→ **WHAT IS REQUIRED**
Could the lines from the start of the data through the line with "of the open" be set down exactly, with no pictures among them?

→ **INFORMATION GIVEN**
+ + + + + + +
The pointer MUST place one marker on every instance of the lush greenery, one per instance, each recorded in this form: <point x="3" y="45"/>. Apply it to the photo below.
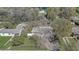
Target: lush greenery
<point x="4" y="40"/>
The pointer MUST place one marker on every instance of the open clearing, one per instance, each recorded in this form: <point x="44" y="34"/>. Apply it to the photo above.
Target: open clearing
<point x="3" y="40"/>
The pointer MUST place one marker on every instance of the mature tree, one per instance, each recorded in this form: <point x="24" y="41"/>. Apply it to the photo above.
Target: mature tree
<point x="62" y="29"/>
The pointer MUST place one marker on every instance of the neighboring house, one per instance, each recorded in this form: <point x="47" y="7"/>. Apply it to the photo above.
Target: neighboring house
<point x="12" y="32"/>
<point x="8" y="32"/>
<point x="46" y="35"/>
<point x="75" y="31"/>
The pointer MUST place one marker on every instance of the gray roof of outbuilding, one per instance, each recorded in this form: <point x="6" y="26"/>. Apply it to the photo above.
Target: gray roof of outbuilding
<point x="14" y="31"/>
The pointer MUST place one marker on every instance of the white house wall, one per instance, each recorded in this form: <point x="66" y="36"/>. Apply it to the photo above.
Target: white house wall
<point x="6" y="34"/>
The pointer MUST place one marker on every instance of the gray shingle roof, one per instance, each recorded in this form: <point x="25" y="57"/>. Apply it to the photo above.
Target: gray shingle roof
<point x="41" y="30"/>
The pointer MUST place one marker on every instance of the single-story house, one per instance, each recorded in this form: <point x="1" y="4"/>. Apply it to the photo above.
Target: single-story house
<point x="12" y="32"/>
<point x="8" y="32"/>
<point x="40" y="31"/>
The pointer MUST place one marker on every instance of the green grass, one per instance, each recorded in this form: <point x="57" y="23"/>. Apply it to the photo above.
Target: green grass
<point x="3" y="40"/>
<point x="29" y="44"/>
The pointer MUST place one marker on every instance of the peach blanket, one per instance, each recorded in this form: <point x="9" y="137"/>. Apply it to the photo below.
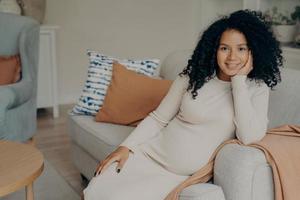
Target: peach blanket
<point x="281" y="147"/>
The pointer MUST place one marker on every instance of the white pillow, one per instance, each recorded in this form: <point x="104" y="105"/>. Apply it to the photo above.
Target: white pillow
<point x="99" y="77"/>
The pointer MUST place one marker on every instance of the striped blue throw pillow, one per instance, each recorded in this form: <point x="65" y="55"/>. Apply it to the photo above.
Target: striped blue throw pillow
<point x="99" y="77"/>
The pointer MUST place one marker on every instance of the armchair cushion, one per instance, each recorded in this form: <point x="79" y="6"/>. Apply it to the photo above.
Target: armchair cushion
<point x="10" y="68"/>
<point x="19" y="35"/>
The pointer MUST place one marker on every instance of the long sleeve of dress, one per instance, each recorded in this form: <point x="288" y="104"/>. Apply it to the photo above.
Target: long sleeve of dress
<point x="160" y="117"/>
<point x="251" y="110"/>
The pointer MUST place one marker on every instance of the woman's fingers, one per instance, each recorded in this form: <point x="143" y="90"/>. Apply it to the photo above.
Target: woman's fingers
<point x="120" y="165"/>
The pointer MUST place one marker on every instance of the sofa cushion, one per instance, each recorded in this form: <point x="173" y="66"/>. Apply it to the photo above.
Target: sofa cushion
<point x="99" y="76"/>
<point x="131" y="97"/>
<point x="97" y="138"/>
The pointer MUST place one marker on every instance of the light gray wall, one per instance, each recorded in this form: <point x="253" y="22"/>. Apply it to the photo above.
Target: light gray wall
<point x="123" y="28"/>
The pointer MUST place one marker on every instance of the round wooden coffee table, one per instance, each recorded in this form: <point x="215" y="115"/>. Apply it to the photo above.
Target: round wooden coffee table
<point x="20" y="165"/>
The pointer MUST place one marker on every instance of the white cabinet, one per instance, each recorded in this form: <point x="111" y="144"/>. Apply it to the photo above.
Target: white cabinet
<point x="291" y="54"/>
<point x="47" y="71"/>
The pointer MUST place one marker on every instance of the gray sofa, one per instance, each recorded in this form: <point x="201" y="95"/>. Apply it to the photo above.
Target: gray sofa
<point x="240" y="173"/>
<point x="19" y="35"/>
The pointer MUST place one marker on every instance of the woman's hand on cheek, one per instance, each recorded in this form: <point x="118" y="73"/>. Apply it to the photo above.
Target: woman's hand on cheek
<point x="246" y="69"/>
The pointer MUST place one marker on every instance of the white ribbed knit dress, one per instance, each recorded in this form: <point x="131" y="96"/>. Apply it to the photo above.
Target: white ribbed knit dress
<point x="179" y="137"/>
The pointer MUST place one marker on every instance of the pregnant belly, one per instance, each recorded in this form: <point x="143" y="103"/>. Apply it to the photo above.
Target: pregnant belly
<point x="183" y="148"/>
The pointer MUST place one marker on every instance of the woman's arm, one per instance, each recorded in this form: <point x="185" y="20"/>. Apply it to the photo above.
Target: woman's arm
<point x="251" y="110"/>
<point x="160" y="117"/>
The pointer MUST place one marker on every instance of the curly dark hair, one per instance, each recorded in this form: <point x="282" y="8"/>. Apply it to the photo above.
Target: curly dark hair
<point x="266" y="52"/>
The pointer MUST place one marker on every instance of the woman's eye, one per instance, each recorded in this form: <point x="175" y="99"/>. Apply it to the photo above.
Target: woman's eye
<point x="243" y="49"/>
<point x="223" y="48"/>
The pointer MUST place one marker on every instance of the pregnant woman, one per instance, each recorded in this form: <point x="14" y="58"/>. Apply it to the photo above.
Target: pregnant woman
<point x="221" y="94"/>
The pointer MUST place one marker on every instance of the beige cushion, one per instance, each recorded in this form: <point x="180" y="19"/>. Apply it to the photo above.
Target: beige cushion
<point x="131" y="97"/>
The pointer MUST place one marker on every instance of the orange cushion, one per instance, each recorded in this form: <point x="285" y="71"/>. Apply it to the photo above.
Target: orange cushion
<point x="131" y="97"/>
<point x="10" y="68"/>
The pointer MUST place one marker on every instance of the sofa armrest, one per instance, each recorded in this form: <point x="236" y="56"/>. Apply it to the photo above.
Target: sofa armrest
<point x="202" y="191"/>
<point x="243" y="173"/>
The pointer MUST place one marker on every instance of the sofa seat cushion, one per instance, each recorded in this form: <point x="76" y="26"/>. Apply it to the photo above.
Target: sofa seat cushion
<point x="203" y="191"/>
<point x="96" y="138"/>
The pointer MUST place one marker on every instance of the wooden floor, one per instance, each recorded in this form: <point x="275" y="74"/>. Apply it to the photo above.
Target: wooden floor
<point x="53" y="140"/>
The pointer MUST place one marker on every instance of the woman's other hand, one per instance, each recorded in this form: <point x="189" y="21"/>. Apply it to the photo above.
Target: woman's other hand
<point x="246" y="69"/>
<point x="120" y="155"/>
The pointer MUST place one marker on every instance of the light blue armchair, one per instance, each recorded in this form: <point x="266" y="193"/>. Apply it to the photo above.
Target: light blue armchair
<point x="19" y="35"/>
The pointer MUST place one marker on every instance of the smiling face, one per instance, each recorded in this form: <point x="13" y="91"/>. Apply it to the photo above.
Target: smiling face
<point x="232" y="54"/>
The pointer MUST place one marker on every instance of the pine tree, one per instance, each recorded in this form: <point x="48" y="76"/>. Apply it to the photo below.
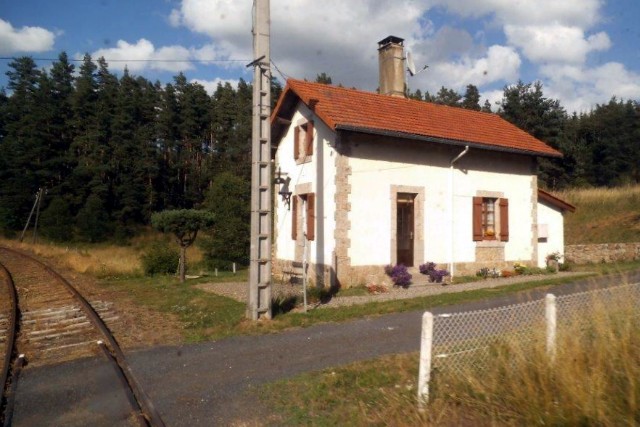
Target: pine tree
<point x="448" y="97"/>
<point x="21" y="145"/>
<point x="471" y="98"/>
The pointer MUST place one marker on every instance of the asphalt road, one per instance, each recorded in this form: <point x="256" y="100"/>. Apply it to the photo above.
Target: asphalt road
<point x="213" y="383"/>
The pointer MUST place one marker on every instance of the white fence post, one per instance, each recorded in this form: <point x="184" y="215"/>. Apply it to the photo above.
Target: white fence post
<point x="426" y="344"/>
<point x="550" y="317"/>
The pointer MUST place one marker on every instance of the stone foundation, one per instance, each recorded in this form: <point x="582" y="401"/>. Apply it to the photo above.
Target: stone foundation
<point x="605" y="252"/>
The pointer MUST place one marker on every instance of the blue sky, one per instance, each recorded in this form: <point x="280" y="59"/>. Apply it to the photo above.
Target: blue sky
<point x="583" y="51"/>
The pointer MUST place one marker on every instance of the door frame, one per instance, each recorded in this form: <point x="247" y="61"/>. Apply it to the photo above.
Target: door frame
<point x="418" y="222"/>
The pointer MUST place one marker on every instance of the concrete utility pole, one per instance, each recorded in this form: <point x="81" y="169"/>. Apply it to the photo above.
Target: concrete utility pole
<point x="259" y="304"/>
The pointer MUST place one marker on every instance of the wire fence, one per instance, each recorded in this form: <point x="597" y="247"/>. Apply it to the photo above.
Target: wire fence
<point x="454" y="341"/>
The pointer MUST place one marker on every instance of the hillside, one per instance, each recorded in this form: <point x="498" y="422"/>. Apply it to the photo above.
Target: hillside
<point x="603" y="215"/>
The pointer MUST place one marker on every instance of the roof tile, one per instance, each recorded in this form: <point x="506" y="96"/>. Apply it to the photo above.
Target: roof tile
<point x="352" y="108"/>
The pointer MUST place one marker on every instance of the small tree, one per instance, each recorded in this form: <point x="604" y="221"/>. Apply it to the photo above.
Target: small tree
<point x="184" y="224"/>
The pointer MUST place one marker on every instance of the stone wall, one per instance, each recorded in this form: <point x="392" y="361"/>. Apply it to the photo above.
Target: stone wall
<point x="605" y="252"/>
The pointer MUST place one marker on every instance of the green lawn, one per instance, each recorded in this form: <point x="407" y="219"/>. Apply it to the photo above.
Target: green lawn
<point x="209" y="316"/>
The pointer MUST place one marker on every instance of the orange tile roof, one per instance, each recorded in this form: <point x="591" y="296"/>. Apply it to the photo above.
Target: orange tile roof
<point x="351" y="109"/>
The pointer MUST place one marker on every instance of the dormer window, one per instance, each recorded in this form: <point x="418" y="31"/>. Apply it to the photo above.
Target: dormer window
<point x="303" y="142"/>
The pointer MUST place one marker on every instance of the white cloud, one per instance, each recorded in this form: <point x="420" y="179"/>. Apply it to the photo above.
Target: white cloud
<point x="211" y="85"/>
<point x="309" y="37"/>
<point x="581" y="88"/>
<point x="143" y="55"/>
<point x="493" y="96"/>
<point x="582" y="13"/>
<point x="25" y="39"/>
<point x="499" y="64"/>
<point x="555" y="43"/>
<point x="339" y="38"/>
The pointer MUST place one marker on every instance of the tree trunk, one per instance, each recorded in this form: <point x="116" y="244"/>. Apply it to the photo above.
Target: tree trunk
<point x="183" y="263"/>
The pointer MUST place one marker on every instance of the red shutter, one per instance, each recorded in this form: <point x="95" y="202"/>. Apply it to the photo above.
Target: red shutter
+ + + + + + +
→ **WRITTEN RESPONSE**
The pointer MUST place one marker on every instance of the lush greenery, one per instance, each recorded in this form: <point x="3" y="45"/>. Apply it to the photo below.
Target: lush greenery
<point x="4" y="40"/>
The pointer MUST place one marker on every instance of the open clearing, one per instance, each recorded in this form: <point x="44" y="34"/>. Apply it to the photo above.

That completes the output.